[BEGIN]

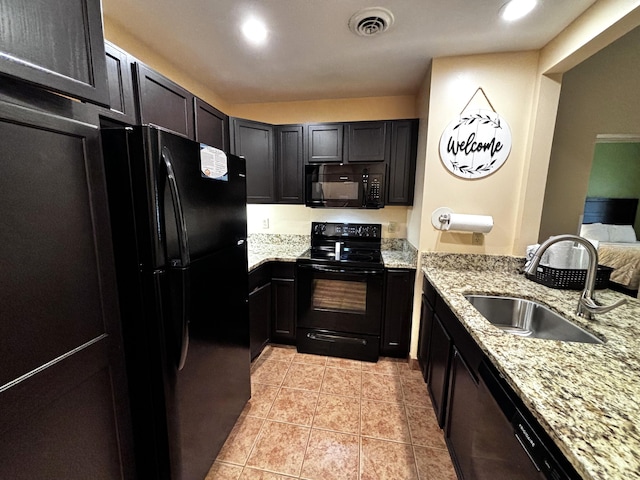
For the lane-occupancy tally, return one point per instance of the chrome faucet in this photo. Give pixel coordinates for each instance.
(587, 305)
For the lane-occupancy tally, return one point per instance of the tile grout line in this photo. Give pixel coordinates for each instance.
(266, 419)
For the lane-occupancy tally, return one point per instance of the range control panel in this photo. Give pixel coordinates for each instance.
(351, 230)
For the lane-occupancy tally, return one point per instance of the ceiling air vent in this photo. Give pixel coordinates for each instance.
(370, 21)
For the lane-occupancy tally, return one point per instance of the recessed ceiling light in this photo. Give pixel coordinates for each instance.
(517, 9)
(254, 31)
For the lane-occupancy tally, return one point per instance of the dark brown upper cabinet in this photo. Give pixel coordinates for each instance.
(55, 44)
(120, 82)
(402, 162)
(324, 143)
(64, 384)
(367, 142)
(212, 126)
(254, 141)
(289, 164)
(163, 103)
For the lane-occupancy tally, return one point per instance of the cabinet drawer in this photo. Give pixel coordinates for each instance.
(429, 292)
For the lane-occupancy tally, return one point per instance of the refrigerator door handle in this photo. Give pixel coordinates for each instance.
(179, 268)
(181, 225)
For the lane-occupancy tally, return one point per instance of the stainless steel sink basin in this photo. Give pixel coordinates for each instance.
(527, 318)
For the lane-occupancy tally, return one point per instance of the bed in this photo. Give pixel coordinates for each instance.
(609, 223)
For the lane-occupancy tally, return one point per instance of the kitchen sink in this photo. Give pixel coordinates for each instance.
(527, 318)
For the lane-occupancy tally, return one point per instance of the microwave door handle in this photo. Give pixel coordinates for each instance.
(180, 270)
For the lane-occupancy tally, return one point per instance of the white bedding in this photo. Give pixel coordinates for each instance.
(624, 258)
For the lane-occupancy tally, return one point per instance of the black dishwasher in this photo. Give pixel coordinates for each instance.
(508, 445)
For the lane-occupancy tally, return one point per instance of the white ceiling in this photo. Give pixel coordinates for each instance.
(312, 54)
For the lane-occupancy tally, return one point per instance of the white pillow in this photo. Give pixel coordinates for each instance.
(622, 233)
(595, 231)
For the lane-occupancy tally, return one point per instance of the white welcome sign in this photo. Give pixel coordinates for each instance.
(475, 144)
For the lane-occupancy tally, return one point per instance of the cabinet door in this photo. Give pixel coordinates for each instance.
(402, 162)
(120, 81)
(424, 339)
(212, 126)
(164, 103)
(56, 44)
(289, 164)
(254, 141)
(439, 361)
(367, 142)
(63, 404)
(461, 416)
(283, 313)
(396, 329)
(259, 318)
(324, 143)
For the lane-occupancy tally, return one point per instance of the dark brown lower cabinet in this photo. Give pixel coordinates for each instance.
(424, 338)
(283, 307)
(462, 415)
(259, 309)
(398, 306)
(439, 363)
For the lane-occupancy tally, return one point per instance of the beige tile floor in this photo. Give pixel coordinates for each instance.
(324, 418)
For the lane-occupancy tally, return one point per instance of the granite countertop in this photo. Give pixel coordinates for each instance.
(396, 253)
(586, 396)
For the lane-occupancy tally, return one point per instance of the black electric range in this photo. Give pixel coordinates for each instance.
(345, 244)
(340, 282)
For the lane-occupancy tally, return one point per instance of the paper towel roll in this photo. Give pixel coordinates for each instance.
(469, 223)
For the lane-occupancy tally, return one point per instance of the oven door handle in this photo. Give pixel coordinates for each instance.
(326, 337)
(357, 271)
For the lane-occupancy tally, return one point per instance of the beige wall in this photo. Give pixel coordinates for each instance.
(508, 80)
(335, 110)
(134, 46)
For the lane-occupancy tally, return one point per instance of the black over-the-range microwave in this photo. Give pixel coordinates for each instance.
(345, 185)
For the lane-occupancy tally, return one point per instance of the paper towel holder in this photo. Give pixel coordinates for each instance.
(443, 218)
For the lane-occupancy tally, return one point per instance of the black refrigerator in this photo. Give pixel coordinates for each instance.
(178, 214)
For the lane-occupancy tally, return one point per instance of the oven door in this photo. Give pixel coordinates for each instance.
(339, 311)
(344, 299)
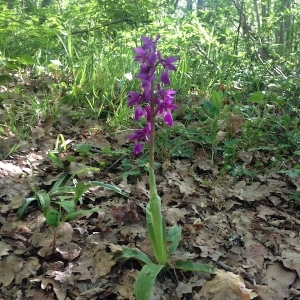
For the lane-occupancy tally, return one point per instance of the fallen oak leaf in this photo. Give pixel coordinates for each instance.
(226, 285)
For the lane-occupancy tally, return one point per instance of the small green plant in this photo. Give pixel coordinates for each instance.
(154, 100)
(60, 204)
(60, 146)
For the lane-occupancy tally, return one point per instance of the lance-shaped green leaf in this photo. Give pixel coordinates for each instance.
(191, 266)
(133, 253)
(146, 280)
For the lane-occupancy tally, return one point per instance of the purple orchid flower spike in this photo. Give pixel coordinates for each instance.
(151, 102)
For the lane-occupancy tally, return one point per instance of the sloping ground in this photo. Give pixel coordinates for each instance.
(241, 226)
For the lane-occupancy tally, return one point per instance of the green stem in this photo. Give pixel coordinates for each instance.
(155, 218)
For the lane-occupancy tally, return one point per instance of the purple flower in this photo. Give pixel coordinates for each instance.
(160, 100)
(134, 98)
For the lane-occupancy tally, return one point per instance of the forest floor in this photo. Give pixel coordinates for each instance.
(248, 229)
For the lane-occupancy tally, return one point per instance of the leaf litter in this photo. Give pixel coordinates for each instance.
(248, 229)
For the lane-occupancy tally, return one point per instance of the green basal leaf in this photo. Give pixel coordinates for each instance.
(174, 236)
(217, 98)
(109, 187)
(80, 189)
(76, 213)
(191, 266)
(146, 280)
(132, 253)
(52, 217)
(68, 206)
(55, 160)
(27, 202)
(26, 59)
(257, 97)
(63, 190)
(84, 170)
(156, 228)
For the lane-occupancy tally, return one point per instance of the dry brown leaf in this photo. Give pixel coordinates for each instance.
(226, 285)
(30, 267)
(9, 268)
(279, 279)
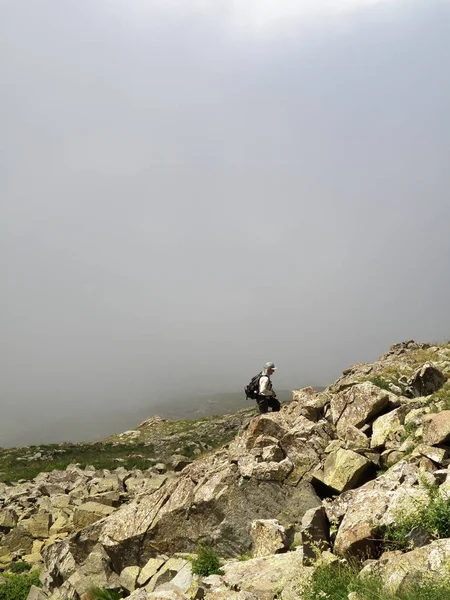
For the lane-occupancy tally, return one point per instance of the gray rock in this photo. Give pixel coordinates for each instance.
(269, 537)
(426, 380)
(315, 534)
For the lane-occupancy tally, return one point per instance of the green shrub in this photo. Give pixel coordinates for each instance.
(206, 562)
(434, 518)
(410, 429)
(105, 594)
(17, 586)
(330, 582)
(246, 556)
(19, 567)
(335, 581)
(380, 382)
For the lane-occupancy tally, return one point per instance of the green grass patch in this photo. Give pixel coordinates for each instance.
(335, 581)
(410, 430)
(441, 396)
(19, 567)
(433, 518)
(380, 382)
(17, 586)
(59, 457)
(207, 562)
(98, 593)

[END]

> **TASK**
Render the lines from the one containing "of the sloping" through the final line, both included, as a JSON list of strings with one string per line. Skip blank lines and leave the pictures out.

> **EXPECTED OUTPUT**
[
  "For the lane-occupancy tally, return one point per instance of the sloping ground in this photo. Give pixel coordinates for each instance.",
  "(241, 226)",
  "For the lane-occupancy tally, return one point per instance of the green stem in this photo. Give pixel coordinates for each instance.",
  "(155, 218)",
  "For the lane-occupancy tally, return one point per instance of the purple flower in this photo. Give pixel coordinates for each instance.",
  "(160, 100)",
  "(134, 98)",
  "For the lane-occupancy tally, return one point per instance of the forest floor in this photo. Give pixel coordinates for each instance.",
  "(248, 229)",
  "For the lane-occupancy tally, return one point per instance of the leaf litter in this photo. Give pixel coordinates for each instance.",
  "(248, 229)",
  "For the lane-occupancy tally, return one point per instance of the green basal leaf in this photo. Give pixel coordinates for each instance.",
  "(174, 236)",
  "(217, 98)",
  "(109, 187)",
  "(80, 189)",
  "(76, 213)",
  "(191, 266)",
  "(146, 280)",
  "(132, 253)",
  "(52, 217)",
  "(68, 206)",
  "(55, 160)",
  "(27, 202)",
  "(26, 59)",
  "(257, 97)",
  "(63, 190)",
  "(84, 170)",
  "(156, 228)",
  "For the lane-occupancy tally, return one point per instance of the dry brown leaf in this photo. Give pixel coordinates for each instance.",
  "(226, 285)",
  "(30, 267)",
  "(9, 268)",
  "(279, 279)",
  "For the lane-occupancy tally, return one point per instance of the gray rock in this photo. Give pixel coordinates for each instance.",
  "(269, 537)",
  "(426, 380)",
  "(315, 534)",
  "For the lane-occupancy tally, return one point per instance of the green shrub in this photo. Give pixel coordinates for each instance.",
  "(206, 562)",
  "(434, 518)",
  "(410, 429)",
  "(105, 594)",
  "(17, 586)",
  "(330, 582)",
  "(246, 556)",
  "(19, 567)",
  "(335, 581)",
  "(380, 382)",
  "For the lane-occupancy tally, return one point per instance of the green grass patch in this photo. Give pixel coordinates for each instance.",
  "(335, 581)",
  "(410, 430)",
  "(441, 396)",
  "(19, 567)",
  "(433, 518)",
  "(380, 382)",
  "(17, 586)",
  "(59, 457)",
  "(207, 562)",
  "(98, 593)"
]